» **ACTION ITEM**:
Exact duplicates of all the records are needed.

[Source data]
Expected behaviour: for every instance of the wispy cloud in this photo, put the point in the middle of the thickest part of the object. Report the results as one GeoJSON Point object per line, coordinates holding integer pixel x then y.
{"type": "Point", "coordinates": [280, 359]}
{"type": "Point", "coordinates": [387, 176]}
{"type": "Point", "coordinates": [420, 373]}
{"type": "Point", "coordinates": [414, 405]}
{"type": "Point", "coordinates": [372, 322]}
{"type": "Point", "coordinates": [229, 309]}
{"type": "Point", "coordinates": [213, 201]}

» **EXPECTED ANSWER**:
Expected behaviour: for every instance of the wispy cloud in this photo, put the point in the middle of the thickest part of the object. Report the results as one GeoJSON Point object per line, coordinates holding integer pixel x then y.
{"type": "Point", "coordinates": [280, 359]}
{"type": "Point", "coordinates": [387, 176]}
{"type": "Point", "coordinates": [420, 373]}
{"type": "Point", "coordinates": [414, 405]}
{"type": "Point", "coordinates": [372, 322]}
{"type": "Point", "coordinates": [229, 309]}
{"type": "Point", "coordinates": [213, 201]}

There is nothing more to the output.